_Data entries_
################

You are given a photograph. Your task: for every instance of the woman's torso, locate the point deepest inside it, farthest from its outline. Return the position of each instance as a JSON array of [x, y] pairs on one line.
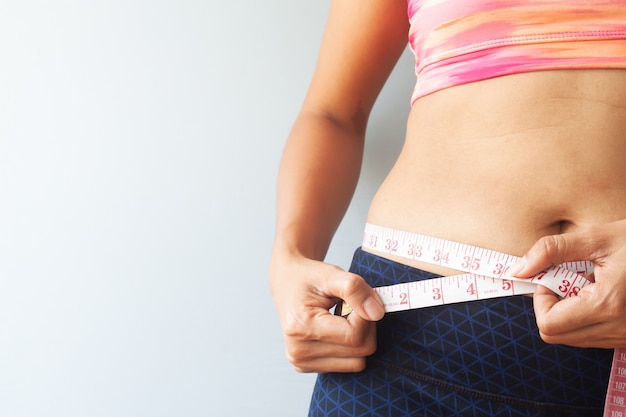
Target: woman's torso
[[502, 162]]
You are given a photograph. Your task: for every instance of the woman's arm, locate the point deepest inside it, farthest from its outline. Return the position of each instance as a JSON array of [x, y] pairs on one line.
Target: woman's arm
[[318, 174]]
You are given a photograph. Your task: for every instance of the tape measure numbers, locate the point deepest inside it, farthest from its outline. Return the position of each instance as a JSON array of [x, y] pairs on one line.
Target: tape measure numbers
[[485, 276]]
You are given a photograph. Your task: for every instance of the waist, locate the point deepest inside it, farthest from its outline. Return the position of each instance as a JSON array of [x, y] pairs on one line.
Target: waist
[[501, 165]]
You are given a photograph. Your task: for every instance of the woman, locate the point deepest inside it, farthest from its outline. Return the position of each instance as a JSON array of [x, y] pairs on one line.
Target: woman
[[515, 143]]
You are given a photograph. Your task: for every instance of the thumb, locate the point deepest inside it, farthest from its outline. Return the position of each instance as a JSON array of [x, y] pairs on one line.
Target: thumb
[[358, 297], [554, 250]]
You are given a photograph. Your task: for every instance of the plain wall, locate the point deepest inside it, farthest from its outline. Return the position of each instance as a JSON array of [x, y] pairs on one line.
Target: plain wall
[[139, 147]]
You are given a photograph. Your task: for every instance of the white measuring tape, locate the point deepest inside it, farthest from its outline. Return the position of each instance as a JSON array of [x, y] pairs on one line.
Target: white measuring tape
[[485, 277]]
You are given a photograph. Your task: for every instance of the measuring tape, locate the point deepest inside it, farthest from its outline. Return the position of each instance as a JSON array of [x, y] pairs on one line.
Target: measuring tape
[[485, 277]]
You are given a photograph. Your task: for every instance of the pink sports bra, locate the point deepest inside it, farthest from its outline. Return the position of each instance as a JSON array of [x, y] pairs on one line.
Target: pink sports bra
[[457, 42]]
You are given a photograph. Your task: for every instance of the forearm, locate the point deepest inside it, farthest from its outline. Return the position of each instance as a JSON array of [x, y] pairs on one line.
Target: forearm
[[318, 174]]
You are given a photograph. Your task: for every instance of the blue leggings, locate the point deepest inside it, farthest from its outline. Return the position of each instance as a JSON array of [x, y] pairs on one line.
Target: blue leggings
[[481, 358]]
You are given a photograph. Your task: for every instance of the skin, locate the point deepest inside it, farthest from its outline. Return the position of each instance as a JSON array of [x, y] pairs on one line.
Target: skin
[[525, 164]]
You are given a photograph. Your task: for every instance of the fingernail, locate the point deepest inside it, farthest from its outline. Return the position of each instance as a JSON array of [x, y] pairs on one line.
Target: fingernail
[[374, 309], [517, 267]]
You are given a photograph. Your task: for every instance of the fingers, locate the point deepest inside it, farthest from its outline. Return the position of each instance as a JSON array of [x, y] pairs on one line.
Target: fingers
[[315, 339], [326, 355], [557, 249], [358, 294], [593, 318]]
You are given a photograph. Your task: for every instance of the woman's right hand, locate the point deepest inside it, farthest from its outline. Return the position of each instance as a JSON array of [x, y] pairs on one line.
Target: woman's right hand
[[304, 291]]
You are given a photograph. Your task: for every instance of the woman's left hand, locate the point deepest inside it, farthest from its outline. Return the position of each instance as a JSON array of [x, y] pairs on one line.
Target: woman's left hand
[[597, 316]]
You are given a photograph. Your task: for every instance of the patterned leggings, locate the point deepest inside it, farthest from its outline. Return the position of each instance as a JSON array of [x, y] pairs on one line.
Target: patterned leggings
[[481, 358]]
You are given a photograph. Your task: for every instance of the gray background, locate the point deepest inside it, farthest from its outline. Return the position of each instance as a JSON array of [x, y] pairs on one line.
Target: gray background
[[139, 145]]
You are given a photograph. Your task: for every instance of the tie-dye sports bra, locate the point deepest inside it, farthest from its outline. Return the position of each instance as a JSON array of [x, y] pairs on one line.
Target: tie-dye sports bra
[[461, 41]]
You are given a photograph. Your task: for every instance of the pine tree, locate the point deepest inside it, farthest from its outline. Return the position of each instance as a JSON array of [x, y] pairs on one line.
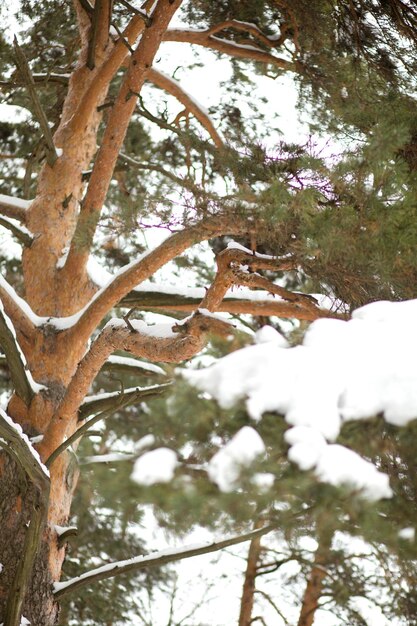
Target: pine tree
[[344, 226]]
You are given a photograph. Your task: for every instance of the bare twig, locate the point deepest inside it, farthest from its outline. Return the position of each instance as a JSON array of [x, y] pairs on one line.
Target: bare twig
[[154, 560]]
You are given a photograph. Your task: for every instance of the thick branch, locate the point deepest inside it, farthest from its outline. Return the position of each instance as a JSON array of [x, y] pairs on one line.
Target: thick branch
[[242, 51], [110, 405], [174, 88], [21, 233], [100, 23], [172, 346], [14, 207], [147, 265], [20, 448], [318, 573], [17, 309], [130, 366], [153, 560], [15, 358], [26, 75], [113, 138], [262, 304]]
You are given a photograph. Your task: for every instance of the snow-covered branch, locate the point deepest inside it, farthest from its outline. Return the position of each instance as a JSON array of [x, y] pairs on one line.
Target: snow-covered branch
[[345, 370], [20, 232], [110, 405], [237, 301], [154, 560], [147, 264], [191, 105], [161, 343], [14, 207], [132, 366], [20, 375]]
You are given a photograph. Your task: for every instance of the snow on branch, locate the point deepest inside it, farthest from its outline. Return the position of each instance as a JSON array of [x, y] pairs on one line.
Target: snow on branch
[[154, 560], [250, 52], [22, 316], [22, 380], [132, 366], [237, 301], [26, 75], [19, 447], [103, 401], [161, 80], [117, 402], [113, 137], [146, 265], [14, 207], [161, 343], [345, 370]]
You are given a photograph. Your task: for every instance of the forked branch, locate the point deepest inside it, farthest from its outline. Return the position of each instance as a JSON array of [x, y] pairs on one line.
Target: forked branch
[[27, 459]]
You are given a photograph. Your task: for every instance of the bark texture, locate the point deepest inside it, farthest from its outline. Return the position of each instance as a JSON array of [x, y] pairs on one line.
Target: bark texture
[[62, 218]]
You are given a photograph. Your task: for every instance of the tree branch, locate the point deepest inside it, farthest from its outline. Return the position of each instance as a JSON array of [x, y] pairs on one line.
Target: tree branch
[[154, 560], [15, 359], [17, 310], [242, 51], [105, 401], [172, 346], [138, 271], [262, 304], [26, 75], [21, 233], [174, 88], [100, 24], [130, 366], [23, 453]]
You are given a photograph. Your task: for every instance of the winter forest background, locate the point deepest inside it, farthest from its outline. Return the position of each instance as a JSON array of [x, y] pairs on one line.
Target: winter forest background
[[208, 272]]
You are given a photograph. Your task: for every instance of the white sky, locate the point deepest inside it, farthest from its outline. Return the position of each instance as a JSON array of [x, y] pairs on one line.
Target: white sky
[[226, 569]]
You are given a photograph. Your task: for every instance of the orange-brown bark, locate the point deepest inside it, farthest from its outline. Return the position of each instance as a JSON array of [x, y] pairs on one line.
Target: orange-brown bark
[[119, 118], [314, 586], [208, 40]]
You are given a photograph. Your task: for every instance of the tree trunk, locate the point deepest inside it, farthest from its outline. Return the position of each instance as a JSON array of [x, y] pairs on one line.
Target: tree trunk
[[248, 594]]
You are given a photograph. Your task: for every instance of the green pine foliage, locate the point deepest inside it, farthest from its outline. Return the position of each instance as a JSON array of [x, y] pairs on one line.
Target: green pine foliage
[[347, 212]]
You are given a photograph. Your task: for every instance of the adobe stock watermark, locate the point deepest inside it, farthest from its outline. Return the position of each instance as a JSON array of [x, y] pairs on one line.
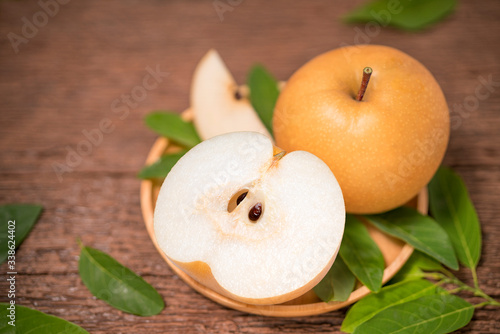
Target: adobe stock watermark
[[30, 28], [470, 104], [222, 6], [120, 108]]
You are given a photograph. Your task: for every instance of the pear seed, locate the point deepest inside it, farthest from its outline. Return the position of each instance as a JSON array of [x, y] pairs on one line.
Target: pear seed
[[255, 212]]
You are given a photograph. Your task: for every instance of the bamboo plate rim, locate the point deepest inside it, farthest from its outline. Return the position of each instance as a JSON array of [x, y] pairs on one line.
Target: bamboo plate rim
[[147, 195]]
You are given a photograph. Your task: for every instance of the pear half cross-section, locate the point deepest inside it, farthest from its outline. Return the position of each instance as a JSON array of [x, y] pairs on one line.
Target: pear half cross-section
[[249, 221]]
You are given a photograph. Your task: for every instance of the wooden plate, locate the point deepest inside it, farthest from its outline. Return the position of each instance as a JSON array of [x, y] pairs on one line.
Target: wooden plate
[[395, 252]]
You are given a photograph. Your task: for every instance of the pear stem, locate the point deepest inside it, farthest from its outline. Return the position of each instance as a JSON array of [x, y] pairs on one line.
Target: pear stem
[[367, 73]]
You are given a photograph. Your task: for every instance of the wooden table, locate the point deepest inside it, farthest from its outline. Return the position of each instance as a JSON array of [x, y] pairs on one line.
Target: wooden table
[[70, 74]]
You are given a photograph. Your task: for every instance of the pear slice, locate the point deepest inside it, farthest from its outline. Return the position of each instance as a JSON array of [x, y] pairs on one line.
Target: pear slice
[[254, 225], [219, 105]]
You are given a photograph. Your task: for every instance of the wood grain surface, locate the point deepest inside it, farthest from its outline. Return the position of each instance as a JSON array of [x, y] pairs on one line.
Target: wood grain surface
[[66, 78]]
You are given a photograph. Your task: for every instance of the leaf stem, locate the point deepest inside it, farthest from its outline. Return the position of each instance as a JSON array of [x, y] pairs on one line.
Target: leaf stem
[[474, 277]]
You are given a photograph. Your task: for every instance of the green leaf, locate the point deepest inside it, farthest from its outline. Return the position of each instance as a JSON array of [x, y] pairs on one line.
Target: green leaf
[[420, 231], [403, 14], [338, 283], [441, 313], [117, 285], [161, 167], [264, 93], [413, 268], [453, 210], [361, 254], [28, 320], [389, 296], [12, 235], [171, 125]]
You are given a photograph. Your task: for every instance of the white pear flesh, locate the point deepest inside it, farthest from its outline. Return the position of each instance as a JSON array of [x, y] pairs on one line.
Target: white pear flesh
[[283, 254], [215, 108]]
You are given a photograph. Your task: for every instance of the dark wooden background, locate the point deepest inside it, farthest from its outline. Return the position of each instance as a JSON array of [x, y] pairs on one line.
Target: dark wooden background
[[65, 78]]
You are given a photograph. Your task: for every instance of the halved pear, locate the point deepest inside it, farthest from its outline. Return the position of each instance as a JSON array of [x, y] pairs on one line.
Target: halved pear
[[249, 221], [218, 104]]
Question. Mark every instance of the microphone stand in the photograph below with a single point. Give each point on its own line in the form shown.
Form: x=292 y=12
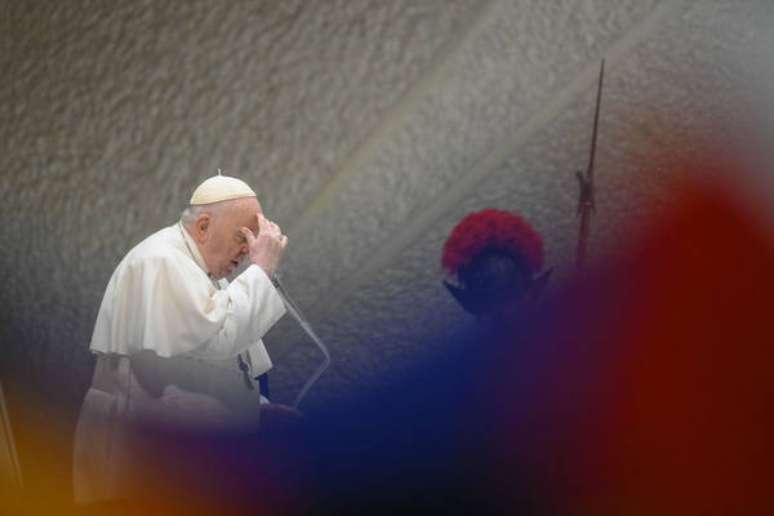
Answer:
x=295 y=312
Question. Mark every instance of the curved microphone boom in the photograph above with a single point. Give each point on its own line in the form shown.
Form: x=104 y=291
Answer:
x=298 y=316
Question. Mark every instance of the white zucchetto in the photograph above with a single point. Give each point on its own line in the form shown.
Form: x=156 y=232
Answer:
x=220 y=188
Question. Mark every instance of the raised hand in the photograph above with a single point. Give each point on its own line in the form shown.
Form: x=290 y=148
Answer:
x=266 y=249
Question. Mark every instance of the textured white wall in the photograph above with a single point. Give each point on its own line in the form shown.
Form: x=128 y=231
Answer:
x=368 y=128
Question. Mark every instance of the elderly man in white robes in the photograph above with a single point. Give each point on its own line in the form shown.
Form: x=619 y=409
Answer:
x=177 y=345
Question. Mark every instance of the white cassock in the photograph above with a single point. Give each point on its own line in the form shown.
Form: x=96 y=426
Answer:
x=168 y=340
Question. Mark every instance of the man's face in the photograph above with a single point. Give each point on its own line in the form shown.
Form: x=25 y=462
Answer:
x=225 y=245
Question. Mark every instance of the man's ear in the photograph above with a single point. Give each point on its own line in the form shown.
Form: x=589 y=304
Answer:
x=202 y=227
x=539 y=285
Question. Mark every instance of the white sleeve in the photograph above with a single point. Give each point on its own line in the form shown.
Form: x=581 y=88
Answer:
x=173 y=309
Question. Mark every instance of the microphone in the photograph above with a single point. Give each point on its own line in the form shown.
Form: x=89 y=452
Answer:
x=295 y=312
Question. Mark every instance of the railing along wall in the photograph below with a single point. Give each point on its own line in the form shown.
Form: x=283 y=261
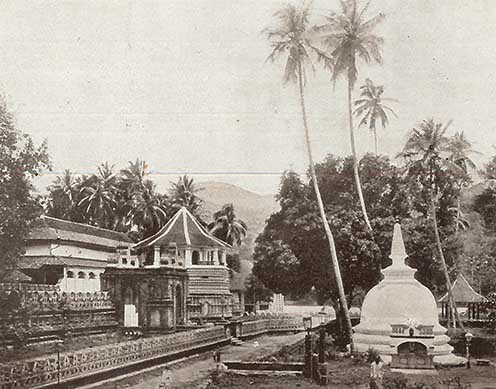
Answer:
x=38 y=313
x=44 y=371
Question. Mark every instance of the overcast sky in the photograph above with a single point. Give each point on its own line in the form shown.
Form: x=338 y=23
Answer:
x=184 y=84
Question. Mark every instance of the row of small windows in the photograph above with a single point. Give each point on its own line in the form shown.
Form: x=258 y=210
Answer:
x=81 y=275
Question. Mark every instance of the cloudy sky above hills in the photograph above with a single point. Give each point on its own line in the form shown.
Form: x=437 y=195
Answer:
x=184 y=84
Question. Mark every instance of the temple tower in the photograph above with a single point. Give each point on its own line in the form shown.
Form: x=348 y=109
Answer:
x=399 y=318
x=184 y=243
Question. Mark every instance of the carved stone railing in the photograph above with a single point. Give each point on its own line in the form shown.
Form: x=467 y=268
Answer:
x=43 y=371
x=42 y=313
x=25 y=287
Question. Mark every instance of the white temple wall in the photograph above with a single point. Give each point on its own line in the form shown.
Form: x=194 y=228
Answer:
x=38 y=249
x=67 y=250
x=80 y=279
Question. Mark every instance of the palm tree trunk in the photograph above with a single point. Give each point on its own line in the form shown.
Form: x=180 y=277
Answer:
x=330 y=237
x=355 y=161
x=457 y=226
x=451 y=301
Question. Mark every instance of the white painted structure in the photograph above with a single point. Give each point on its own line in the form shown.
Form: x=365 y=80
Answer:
x=400 y=310
x=73 y=255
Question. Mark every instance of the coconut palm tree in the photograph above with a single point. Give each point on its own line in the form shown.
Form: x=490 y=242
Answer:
x=98 y=197
x=147 y=210
x=292 y=39
x=134 y=176
x=183 y=193
x=424 y=157
x=459 y=149
x=348 y=36
x=63 y=196
x=227 y=226
x=370 y=108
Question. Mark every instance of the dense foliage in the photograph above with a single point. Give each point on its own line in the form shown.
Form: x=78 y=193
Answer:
x=20 y=161
x=291 y=255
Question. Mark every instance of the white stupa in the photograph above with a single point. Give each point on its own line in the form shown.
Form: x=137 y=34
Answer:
x=399 y=318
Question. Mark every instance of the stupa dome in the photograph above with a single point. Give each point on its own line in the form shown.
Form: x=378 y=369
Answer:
x=401 y=311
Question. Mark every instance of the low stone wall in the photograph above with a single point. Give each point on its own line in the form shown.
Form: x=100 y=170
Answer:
x=41 y=372
x=33 y=314
x=269 y=323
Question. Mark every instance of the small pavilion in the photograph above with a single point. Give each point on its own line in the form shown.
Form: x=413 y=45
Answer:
x=183 y=243
x=465 y=297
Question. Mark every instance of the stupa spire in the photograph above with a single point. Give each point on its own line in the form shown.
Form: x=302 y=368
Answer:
x=398 y=252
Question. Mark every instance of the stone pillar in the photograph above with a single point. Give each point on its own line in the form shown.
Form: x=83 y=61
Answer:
x=156 y=255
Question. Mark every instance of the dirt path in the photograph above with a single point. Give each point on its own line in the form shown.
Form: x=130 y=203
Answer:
x=193 y=373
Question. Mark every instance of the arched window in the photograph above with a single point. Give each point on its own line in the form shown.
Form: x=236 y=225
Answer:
x=195 y=258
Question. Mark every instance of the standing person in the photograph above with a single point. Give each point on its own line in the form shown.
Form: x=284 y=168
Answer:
x=376 y=373
x=166 y=379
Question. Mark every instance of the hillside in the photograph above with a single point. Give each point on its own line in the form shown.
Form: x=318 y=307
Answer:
x=250 y=207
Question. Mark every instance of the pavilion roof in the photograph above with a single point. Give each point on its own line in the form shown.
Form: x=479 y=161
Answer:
x=183 y=230
x=52 y=229
x=463 y=292
x=37 y=261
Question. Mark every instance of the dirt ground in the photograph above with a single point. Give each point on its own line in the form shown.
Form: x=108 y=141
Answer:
x=193 y=373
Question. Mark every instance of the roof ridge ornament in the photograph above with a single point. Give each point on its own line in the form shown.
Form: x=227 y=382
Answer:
x=398 y=252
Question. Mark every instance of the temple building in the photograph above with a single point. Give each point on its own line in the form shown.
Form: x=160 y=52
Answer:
x=399 y=318
x=73 y=256
x=183 y=243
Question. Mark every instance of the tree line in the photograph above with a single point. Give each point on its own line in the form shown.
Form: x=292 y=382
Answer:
x=342 y=41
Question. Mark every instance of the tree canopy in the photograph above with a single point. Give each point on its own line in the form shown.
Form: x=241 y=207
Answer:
x=20 y=161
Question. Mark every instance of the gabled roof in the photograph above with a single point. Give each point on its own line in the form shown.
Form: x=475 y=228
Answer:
x=463 y=292
x=50 y=228
x=183 y=230
x=35 y=262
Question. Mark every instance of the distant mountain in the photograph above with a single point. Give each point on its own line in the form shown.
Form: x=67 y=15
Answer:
x=250 y=207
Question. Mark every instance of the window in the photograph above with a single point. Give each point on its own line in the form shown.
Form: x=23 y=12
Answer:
x=195 y=258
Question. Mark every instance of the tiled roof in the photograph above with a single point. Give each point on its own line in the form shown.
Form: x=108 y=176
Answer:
x=239 y=280
x=35 y=262
x=463 y=292
x=49 y=228
x=184 y=230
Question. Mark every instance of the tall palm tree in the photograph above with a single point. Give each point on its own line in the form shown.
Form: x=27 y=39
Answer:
x=459 y=149
x=134 y=176
x=183 y=193
x=292 y=39
x=98 y=197
x=227 y=226
x=370 y=108
x=348 y=37
x=424 y=156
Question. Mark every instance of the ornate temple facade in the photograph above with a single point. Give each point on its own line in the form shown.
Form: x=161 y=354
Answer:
x=399 y=318
x=183 y=243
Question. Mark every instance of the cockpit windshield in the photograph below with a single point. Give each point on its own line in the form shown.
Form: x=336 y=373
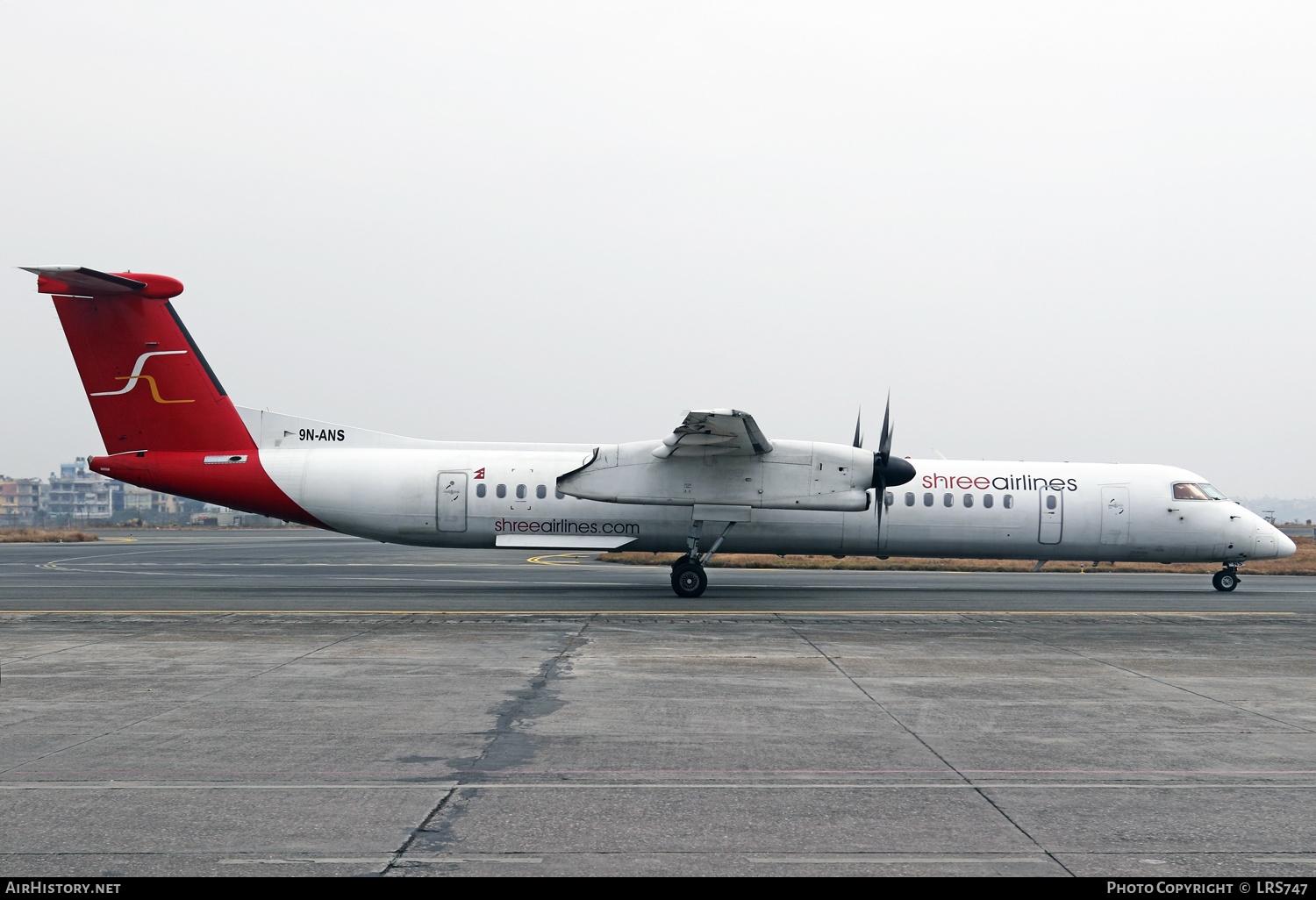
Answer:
x=1190 y=491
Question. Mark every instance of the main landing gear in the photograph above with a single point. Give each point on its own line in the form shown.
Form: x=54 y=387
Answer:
x=687 y=573
x=1226 y=579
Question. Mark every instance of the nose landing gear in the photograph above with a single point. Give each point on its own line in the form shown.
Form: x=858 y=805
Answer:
x=687 y=573
x=1226 y=579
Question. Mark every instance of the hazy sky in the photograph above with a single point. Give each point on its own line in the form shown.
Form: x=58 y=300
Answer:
x=1055 y=231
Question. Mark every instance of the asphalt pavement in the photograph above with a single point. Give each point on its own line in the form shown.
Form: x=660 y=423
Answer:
x=304 y=703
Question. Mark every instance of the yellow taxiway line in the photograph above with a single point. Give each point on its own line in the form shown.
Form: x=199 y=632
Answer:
x=636 y=612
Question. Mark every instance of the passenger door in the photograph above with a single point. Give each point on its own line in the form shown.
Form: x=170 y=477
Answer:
x=1115 y=515
x=452 y=502
x=1050 y=515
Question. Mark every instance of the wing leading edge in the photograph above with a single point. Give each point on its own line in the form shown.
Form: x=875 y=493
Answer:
x=715 y=432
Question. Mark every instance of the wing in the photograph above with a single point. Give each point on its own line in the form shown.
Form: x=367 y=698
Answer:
x=707 y=432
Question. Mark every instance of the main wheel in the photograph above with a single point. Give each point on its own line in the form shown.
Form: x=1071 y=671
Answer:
x=689 y=579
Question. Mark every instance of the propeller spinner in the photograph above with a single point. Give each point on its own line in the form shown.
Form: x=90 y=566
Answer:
x=887 y=471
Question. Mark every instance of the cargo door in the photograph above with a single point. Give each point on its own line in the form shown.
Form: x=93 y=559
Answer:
x=452 y=502
x=1115 y=515
x=1050 y=515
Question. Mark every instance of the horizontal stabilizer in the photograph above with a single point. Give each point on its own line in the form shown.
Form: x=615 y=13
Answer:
x=82 y=282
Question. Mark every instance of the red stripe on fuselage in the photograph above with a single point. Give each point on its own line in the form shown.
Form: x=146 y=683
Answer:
x=239 y=486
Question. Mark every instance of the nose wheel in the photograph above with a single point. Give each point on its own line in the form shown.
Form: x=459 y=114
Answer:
x=1226 y=579
x=689 y=578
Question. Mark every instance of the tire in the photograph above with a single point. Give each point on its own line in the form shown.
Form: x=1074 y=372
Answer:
x=689 y=579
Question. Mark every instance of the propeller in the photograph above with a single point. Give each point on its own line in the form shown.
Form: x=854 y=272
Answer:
x=887 y=471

################

_What the exercise asks_
Would you repeat the lines from the one containing "Question. Mark every instance of the nose wheel" through the end of the data, exactly, with nothing before or after them?

_Answer box_
Question. Mark every instance of the nose wheel in the photograph above with a single point. Give each point on its own line in the form shown.
Form: x=459 y=114
Answer:
x=1226 y=579
x=689 y=578
Question. Mark every instance of the tire in the photograph above with a single point. Give each point on its own line in the form shown.
Form: x=1074 y=372
Answer:
x=689 y=579
Question. Mark every instance of the propeller in the photograph above with a single point. Give each point on its own line in the form shown.
Form: x=854 y=272
Answer:
x=887 y=471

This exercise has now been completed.